(Records for the exercise Opens)
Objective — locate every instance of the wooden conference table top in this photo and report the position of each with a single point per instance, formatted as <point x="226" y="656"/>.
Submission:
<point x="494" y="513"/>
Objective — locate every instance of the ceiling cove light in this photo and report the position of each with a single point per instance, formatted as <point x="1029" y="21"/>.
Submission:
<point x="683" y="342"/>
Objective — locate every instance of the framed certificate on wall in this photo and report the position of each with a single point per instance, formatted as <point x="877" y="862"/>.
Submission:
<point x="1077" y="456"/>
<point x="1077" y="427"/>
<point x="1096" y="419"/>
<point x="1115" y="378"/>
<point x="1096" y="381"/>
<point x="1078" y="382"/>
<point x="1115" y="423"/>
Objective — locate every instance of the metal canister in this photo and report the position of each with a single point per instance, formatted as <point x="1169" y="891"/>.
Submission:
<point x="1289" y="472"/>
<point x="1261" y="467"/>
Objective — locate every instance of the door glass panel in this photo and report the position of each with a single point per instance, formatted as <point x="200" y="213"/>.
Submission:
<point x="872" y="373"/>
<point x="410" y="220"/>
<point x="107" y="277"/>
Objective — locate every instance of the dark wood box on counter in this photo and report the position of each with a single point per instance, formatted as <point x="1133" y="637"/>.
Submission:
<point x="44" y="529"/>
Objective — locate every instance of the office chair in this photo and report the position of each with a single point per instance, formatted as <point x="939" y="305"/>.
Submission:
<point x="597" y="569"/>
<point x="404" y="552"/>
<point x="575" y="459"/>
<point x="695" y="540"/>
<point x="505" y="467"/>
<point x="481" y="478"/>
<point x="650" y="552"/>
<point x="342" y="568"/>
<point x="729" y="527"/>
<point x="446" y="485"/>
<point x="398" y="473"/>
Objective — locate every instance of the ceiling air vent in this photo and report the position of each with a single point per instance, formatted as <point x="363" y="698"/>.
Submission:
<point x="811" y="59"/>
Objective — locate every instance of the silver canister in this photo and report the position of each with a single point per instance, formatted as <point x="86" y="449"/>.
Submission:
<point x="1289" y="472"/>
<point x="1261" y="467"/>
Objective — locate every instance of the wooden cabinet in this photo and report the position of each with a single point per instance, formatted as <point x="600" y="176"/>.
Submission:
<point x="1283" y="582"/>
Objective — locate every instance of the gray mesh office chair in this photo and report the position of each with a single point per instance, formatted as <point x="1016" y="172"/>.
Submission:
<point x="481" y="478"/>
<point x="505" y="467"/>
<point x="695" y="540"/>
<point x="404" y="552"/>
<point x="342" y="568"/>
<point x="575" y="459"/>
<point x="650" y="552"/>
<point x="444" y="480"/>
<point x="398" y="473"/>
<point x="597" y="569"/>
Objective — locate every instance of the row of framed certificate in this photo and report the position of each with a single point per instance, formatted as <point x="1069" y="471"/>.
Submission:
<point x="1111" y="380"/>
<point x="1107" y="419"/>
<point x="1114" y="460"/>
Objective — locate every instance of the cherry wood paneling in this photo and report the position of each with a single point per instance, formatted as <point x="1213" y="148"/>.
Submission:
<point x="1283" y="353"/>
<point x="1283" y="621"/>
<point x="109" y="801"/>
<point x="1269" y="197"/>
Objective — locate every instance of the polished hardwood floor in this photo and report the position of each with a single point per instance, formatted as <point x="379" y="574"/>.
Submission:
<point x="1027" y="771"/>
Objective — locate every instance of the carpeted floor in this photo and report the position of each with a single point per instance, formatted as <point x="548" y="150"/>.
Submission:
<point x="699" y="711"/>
(Records for the exercise Closes)
Task prompt: Look through the data above for the word "wooden". Report each line where it occurs.

Completed task:
Objective — locate every instance of the wooden conference table top in this photo and report the position of each with a single point per instance, formatted as <point x="226" y="656"/>.
Objective — locate every instance of the wooden cabinet in this photo and report the position of each with a single point per instance, formatted as <point x="600" y="176"/>.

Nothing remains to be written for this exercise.